— Stated goal —
Your task is to repeat the entries word for word while leaving out the pictures.

— A run of records —
============================================================

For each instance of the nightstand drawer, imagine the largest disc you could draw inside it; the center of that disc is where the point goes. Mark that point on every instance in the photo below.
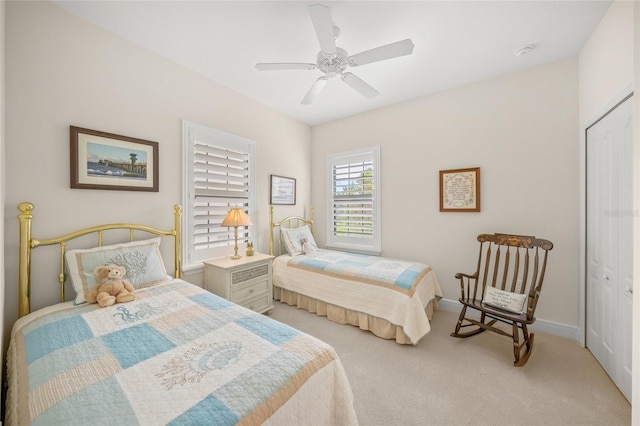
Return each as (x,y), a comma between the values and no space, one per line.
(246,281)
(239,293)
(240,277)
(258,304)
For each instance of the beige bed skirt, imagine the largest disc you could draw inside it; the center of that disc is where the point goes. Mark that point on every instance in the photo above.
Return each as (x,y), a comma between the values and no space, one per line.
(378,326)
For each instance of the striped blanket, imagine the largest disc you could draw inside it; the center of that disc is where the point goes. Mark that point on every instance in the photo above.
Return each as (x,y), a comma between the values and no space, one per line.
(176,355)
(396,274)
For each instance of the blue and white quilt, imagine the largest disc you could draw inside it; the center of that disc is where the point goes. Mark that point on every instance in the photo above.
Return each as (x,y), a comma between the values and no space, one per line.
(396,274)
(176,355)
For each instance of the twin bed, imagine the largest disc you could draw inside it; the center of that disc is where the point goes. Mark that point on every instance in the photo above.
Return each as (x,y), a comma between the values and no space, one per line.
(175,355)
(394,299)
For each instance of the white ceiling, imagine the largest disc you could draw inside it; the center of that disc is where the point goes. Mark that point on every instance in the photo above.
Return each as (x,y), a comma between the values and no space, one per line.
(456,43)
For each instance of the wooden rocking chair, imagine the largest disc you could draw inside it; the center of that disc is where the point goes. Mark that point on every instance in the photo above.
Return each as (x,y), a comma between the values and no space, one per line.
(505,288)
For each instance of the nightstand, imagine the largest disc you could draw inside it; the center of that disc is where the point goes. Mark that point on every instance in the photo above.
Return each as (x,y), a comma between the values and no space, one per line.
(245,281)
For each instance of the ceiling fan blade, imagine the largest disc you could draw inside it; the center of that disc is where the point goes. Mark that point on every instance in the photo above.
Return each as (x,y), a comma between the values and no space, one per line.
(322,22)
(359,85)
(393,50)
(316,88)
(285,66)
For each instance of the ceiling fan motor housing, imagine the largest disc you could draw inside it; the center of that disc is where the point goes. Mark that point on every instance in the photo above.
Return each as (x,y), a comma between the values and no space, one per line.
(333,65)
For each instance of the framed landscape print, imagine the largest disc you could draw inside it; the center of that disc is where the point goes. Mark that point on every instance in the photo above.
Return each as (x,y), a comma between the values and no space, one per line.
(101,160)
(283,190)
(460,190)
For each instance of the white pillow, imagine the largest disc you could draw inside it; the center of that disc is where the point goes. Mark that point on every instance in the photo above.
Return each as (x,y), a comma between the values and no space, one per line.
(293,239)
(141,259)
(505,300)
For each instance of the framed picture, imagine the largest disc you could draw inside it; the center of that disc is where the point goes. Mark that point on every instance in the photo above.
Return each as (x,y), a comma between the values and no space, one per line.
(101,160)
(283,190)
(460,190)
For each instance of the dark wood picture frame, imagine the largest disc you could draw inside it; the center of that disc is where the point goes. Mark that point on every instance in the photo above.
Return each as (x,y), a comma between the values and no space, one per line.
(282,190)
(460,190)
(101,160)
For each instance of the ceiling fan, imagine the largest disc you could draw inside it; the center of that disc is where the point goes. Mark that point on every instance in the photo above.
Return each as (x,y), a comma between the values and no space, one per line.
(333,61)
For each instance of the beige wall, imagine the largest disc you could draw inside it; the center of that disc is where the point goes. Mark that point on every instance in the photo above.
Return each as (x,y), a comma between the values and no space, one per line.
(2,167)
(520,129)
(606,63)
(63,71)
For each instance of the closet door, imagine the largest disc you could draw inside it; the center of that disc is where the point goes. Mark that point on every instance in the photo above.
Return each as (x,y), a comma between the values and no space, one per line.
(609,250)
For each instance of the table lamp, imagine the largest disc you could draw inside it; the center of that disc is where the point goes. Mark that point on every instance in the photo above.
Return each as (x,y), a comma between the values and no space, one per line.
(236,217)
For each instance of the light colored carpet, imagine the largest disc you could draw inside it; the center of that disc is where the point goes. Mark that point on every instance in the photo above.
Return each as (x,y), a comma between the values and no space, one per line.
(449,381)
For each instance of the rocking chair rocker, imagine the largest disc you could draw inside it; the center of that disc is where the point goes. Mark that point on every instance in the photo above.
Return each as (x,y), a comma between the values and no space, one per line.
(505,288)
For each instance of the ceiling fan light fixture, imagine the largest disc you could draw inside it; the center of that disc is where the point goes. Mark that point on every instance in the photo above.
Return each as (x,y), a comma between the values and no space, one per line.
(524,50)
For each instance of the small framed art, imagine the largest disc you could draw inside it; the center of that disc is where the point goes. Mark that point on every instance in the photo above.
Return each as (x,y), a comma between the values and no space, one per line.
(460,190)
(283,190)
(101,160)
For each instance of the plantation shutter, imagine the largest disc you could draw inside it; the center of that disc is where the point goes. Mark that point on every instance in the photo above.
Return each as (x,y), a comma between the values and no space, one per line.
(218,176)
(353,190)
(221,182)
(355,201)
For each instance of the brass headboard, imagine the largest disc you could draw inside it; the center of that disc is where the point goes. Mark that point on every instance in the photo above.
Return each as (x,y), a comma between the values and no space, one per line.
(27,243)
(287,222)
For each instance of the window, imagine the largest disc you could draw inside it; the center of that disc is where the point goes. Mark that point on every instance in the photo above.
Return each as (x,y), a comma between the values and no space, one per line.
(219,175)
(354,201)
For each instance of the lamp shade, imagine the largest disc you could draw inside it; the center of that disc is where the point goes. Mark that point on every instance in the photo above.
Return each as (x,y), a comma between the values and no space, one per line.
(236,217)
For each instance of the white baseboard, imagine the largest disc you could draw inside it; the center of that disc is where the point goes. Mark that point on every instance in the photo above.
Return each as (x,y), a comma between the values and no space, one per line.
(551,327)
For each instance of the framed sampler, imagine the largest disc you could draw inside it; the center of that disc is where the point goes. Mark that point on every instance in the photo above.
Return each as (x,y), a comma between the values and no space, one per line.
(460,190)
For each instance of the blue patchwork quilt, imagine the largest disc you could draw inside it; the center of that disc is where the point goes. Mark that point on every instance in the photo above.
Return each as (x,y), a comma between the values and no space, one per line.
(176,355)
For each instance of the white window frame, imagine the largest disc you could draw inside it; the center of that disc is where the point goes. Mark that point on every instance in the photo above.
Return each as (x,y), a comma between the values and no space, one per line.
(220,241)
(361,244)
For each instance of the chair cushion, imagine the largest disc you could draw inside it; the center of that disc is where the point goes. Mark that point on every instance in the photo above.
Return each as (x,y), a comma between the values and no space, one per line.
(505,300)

============================================================

— Task result —
For each instance of the nightstand drawer, imagine the largest disc you could draw inside it; the center of that disc is where the point goes. Mark that point on every instance in the photo below.
Return each as (x,y), a comma between the values and no space, one per line.
(246,281)
(239,293)
(240,277)
(258,304)
For each instance of the beige bed skirt, imagine the largest disc you could draw inside it; the center of that disc is where the point goes. Mark that point on every instance in the photo above.
Return each as (x,y), a comma between the values and no space, one per line.
(378,326)
For each instance of the striped blanket, imagine the largest disc you could draw inside it; the center of that disc is where the point goes. Mark that point on every instance in the photo above.
Return each as (x,y), a comma between the values and no space, one per line.
(176,355)
(396,274)
For each instance of the blue and white quilt, imagine the largest disc you could draw inside it; the center of that disc is where the point goes. Mark that point on every instance in the photo above.
Return each as (x,y), a comma between the values and no space, one per line.
(396,274)
(176,355)
For each instance of the twin bed, imagine the largest disc you could draw inside it; the center of that disc is where the point goes. Mark that point on every instance in the photo above.
Return each as (x,y), a comma between the values and no space, one per line.
(175,355)
(394,299)
For each instance of the white ceiling, imagine the largest disc you could draw inside it; the center of that disc is where the point goes. Mark that point on every instance in the photo above.
Return each as (x,y), a comma between the values and no space, one per line.
(456,43)
For each instance of the wooden rocking chair, imagine the largest disc you could draw inside it; the center of that disc is where the point goes. Mark that point on every instance in the photo above.
Return each as (x,y), a comma between the values and no space, one per line.
(505,288)
For each instance of the nightstand, imagine the largest disc you could draw inside it; the center of that disc is where the point goes. Mark that point on every instance in the photo above.
Return each as (x,y), a comma between the values and no space, one per line.
(245,281)
For each instance of the ceiling fan blade, imagine the largest disc you could draw inside it; the center of that disc is where the point goes. Mark that point on every instance in the photo above.
Return each as (x,y), a comma between the values and no space, one per line.
(322,22)
(359,85)
(393,50)
(316,88)
(285,66)
For each instance of the ceiling fan motor housing, imagine the largest disc you could draw inside it; the center of that disc is where the point goes. Mark that point on every instance in the photo above.
Return each as (x,y), a comma between the values and no space, one per line.
(333,65)
For each instance of the framed landscape print, imagine the largest disc you could draw inside it; the center of that disc is where the point goes. Mark that point on every instance in the photo above.
Return each as (x,y), a comma between the values and no space, one per line.
(101,160)
(283,190)
(460,190)
For each instance of the white pillow, imagine the largest disc you could draw inside it; the center of that disc is where the point goes. Mark that point on every instance in the photo above.
Return each as (x,y), a comma between the values and no space, one per line.
(293,239)
(141,259)
(505,300)
For each instance of the framed picture, imagine the largest disc you could draw inside it; the center of that disc is where the point goes. Mark that point on every instance in the photo above.
Return each as (x,y), a comma between the values and no space, one per line.
(101,160)
(283,190)
(460,190)
For each instance of the dark wood picture frame, imagine the largest disc you could draw inside it; the center of that disc is where the point goes. Mark that point on every instance in the photo above.
Return each as (x,y), a comma between the values and no space, one per line.
(282,190)
(460,190)
(101,160)
For each instance of the ceiling fan, imagine the largest disc you could draw inside it; the center of that disc is where the point goes. Mark that point on every instance in the photo above.
Return each as (x,y), a comma between the values and no space, one per line.
(333,61)
For each instance of the beige wall, imagine the largest disc you could draw inside it; the center of that disc is where the point goes. Mark that point on every instance in the photo above.
Return each as (x,y), a comma between the values and no space, one per line.
(2,167)
(520,129)
(606,63)
(63,71)
For each instance of the closet door, imagine the largest disc you could draw inside it; the center of that disc is where the point goes. Mark that point on every instance in the photo above.
Return each as (x,y), a comma between the values and no space, one per line.
(609,250)
For each instance of the table lamp, imagine the largest disc you could draw inside it; the center of that disc is where the point goes. Mark that point on every instance in the photo above.
Return each as (x,y), a comma between the values and no space, one per line.
(236,217)
For each instance of the light colored carpet, imagine the largest disc you could draw inside it; the center of that disc is where the point goes. Mark that point on every instance in the photo above.
Return each as (x,y), a comma between the values and no space, one per line.
(449,381)
For each instance of the rocking chair rocker, imagine the largest disc you could draw inside it; the center of that disc is where the point goes. Mark that point on every instance in the photo above.
Return each as (x,y), a comma between the values and no space, one per line.
(505,288)
For each instance of the ceiling fan light fixture, imagine the largest disc you could draw inside it; the center of that disc is where the point goes. Mark that point on every instance in the photo above.
Return each as (x,y), a comma between the values and no space, one per line.
(524,50)
For each instance of the small framed art, imagine the largest disc you could draw inside it; the center of that disc is where the point goes. Mark that point on every instance in the photo above.
Return each as (x,y), a comma between the values and no space, one per line.
(460,190)
(283,190)
(101,160)
For each instance of the plantation shutter, imagine the largest disc you could draw inside it; the center of that disc is where the point goes. Mark that point on every instance in the photo above.
Return each as (x,y), a comma between the values and no space, one per line.
(218,176)
(353,190)
(221,182)
(355,201)
For each instance of the brass headboard, imagine the largest disc you could draw inside it; the center of that disc is where the point goes. Mark that point on every instance in the photo above.
Return each as (x,y), a comma between the values and no space, one per line.
(27,243)
(287,222)
For each instance of the window, imagine the largest disc you could draw inside it; the center of that disc is where the point goes. Mark that point on every instance in the photo above.
Return each as (x,y), a comma between the values and no space, one per line.
(219,175)
(354,201)
For each instance of the lamp shade, imagine the largest disc you could draw inside it; the center of that disc is where the point goes. Mark that point on every instance in the photo above.
Return each as (x,y), a comma between the values and no space, one per line.
(236,217)
For each instance of the white baseboard, imagine the largest disc you could draw inside it; the center of that disc is where the point goes. Mark that point on every instance in the photo above.
Return each as (x,y), a comma between the values and no space, one per line.
(551,327)
For each instance of the framed sampler, imagine the largest disc you could draw inside it; the center of that disc is where the point goes. Mark that point on every instance in the photo above.
Return each as (x,y), a comma between the values and no space, one per line.
(460,190)
For each instance of the blue patchwork quilt, imagine the largest disc you could draw inside it; the center of that disc is where the point goes. Mark that point on every instance in the photo above.
Return each as (x,y), a comma between the values and no space, one per line.
(176,355)
For each instance of the white window frame, imagine the largest disc you could draw inside it; the center of that disc is where the point goes. Mark that point on every instance in the photo above.
Return each as (x,y), a comma between the values and no space, one per line.
(220,241)
(361,244)
For each instance of the chair cushion, imagine the largest disc you could draw inside it; the center of that disc is where the point goes. Mark that point on every instance in the photo above.
Return each as (x,y), a comma between the values and no space, one per line.
(505,300)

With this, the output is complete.